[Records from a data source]
▬▬▬
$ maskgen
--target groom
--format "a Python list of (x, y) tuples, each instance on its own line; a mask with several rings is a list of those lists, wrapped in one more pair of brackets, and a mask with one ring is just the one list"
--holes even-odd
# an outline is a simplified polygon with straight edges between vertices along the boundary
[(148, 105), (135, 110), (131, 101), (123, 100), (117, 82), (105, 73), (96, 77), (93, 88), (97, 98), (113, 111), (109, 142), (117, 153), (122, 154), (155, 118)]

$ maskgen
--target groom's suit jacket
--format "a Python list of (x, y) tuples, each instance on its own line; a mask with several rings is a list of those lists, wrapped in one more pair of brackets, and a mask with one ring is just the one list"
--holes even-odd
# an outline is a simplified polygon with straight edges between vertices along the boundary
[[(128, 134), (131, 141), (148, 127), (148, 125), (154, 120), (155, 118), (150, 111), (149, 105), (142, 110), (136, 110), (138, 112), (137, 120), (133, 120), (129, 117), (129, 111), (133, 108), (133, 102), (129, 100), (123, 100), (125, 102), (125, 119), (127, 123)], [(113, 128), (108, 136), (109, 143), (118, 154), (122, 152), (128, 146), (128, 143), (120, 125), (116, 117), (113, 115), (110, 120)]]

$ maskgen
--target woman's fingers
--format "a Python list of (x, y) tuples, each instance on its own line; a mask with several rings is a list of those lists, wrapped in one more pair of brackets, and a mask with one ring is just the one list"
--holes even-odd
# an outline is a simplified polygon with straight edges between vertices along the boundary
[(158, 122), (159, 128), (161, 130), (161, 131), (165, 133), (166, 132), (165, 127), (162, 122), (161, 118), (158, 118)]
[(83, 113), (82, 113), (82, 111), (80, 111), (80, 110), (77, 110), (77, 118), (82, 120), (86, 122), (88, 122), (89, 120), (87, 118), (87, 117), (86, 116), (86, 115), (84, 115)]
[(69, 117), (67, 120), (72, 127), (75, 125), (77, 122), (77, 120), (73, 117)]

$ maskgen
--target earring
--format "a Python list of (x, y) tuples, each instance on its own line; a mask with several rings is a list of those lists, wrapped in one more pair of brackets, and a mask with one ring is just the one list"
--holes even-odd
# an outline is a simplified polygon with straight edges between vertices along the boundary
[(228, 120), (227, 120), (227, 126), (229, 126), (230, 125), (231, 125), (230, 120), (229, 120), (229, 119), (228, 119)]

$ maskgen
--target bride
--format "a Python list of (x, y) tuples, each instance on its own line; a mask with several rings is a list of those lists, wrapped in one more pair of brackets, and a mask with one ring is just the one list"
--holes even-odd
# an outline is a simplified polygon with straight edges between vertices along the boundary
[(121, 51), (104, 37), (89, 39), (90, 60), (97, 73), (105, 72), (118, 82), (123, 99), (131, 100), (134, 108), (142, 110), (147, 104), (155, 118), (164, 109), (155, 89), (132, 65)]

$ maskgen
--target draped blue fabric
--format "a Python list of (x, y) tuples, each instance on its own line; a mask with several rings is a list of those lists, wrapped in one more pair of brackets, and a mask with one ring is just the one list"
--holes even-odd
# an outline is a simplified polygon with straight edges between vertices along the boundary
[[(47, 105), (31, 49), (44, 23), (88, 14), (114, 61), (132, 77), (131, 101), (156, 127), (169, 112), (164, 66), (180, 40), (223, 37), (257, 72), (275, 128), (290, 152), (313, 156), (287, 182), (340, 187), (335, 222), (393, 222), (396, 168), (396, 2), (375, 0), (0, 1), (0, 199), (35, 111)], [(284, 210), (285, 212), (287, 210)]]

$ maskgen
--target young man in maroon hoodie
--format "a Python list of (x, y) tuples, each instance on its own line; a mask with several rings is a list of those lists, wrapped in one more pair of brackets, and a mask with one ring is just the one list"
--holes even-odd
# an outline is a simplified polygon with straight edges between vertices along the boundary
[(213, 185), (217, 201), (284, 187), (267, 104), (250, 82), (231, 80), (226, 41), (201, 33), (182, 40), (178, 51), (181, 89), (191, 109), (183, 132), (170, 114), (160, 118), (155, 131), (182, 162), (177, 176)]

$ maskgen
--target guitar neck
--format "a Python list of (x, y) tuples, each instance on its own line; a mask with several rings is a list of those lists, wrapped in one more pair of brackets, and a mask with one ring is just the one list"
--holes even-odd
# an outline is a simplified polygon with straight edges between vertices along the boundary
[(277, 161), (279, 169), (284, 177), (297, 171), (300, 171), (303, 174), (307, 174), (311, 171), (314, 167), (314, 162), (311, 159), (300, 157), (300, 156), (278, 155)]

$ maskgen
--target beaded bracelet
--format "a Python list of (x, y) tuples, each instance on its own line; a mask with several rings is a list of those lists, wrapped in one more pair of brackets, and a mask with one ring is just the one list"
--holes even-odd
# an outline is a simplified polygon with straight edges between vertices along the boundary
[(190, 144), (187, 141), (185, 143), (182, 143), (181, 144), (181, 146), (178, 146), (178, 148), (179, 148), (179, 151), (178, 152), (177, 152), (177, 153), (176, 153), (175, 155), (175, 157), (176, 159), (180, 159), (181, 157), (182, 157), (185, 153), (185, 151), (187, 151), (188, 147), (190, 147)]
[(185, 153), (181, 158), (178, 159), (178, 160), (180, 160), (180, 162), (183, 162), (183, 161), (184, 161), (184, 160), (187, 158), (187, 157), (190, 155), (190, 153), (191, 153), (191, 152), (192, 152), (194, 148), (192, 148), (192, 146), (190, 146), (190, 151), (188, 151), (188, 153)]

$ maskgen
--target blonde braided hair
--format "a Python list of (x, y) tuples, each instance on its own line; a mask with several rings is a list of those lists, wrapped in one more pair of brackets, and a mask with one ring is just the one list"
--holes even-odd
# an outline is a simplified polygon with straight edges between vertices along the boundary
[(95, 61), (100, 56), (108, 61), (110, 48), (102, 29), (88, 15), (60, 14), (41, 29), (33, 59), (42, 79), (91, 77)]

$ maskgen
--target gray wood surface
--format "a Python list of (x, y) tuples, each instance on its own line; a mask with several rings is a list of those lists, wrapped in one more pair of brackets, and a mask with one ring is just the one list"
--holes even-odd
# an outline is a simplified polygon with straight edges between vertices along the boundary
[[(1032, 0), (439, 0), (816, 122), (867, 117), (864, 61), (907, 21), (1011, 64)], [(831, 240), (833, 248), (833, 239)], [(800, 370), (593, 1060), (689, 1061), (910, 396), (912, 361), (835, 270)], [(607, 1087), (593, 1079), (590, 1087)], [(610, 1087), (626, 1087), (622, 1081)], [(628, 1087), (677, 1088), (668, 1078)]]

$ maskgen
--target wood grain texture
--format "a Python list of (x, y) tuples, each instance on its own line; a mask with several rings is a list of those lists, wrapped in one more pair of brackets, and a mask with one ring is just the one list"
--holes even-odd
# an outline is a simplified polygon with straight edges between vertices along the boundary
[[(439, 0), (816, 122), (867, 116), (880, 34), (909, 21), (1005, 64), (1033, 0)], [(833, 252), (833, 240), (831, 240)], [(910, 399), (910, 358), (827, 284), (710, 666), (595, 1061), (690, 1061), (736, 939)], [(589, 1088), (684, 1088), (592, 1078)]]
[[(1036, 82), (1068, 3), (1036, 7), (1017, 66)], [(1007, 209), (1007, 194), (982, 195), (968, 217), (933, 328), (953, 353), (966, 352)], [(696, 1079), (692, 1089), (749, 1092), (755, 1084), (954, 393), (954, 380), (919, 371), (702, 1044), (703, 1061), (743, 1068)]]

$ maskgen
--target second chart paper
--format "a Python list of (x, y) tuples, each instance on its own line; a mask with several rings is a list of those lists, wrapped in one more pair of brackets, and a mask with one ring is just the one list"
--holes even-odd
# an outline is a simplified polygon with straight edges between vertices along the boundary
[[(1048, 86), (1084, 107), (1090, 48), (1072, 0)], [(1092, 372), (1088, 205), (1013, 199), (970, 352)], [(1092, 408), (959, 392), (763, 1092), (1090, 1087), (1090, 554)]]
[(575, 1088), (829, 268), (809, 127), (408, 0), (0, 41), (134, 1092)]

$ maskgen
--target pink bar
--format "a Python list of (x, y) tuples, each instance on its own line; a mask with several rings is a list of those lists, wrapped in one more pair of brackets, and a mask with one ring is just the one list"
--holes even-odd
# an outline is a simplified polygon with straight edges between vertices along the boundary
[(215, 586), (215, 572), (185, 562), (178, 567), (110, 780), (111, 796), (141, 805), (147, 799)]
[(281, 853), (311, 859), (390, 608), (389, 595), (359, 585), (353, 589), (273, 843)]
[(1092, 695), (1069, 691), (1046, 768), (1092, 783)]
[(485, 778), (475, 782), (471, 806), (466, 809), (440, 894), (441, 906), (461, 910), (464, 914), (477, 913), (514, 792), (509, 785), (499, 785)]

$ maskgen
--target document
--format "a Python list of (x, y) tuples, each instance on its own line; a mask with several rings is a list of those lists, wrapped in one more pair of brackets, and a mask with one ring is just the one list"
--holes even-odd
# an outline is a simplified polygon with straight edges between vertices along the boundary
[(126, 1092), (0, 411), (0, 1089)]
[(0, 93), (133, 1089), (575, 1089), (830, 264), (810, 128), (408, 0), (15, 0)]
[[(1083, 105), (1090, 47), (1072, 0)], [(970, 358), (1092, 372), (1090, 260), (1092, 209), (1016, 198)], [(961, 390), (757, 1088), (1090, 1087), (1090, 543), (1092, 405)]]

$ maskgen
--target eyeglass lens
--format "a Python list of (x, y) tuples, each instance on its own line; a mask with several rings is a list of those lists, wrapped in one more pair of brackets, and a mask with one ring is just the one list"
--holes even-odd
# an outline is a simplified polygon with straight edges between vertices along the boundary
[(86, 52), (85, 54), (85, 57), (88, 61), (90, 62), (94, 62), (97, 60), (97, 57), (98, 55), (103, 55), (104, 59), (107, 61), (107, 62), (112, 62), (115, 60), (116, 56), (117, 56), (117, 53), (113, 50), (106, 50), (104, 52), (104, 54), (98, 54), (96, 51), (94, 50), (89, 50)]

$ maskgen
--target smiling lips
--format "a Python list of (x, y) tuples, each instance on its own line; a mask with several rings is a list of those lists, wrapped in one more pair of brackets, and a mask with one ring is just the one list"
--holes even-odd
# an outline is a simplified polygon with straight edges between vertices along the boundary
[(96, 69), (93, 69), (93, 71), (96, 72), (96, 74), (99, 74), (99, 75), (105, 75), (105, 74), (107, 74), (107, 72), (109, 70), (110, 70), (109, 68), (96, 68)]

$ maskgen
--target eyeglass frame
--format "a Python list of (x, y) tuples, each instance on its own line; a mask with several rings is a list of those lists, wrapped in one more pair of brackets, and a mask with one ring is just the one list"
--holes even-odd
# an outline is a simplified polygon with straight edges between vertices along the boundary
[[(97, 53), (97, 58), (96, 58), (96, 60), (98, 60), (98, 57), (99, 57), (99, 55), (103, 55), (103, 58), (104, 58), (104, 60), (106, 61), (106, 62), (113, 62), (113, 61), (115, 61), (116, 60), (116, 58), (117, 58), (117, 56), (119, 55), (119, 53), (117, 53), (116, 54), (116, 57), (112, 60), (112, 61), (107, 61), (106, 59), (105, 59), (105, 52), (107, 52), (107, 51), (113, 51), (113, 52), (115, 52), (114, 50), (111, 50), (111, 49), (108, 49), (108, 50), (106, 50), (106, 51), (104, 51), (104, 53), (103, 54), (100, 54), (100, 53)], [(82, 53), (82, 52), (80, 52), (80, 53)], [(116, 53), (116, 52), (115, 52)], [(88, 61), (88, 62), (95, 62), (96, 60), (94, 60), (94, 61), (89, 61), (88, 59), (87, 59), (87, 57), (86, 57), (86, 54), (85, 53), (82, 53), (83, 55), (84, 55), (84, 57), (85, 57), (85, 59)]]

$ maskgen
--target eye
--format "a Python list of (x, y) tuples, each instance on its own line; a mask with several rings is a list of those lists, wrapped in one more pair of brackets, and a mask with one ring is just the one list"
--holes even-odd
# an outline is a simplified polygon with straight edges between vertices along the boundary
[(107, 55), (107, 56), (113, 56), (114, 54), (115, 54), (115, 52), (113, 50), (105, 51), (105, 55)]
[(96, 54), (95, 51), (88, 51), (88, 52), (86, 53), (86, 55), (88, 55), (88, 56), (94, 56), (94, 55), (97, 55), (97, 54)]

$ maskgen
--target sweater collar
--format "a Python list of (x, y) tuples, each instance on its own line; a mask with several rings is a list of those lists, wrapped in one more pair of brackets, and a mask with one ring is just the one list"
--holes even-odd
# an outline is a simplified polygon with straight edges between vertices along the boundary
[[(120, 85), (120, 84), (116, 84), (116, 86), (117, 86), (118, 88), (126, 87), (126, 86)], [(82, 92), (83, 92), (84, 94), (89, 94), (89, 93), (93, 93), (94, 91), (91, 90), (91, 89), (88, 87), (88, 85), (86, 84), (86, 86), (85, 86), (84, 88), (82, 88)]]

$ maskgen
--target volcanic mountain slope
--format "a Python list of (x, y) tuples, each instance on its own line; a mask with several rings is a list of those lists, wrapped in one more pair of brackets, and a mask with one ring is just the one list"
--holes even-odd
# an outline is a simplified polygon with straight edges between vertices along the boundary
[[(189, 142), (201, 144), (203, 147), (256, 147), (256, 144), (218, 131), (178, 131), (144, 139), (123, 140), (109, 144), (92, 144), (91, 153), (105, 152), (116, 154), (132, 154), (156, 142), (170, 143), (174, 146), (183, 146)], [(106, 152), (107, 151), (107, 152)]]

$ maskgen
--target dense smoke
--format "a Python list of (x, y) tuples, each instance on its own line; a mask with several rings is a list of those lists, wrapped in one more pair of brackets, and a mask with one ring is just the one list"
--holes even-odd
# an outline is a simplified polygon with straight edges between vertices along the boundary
▬▬▬
* [Instructions to follow]: Select every line of the records above that contains the word "eyeglass", and copy each one out in full.

* [The completed task]:
--target eyeglass lens
--target eyeglass frame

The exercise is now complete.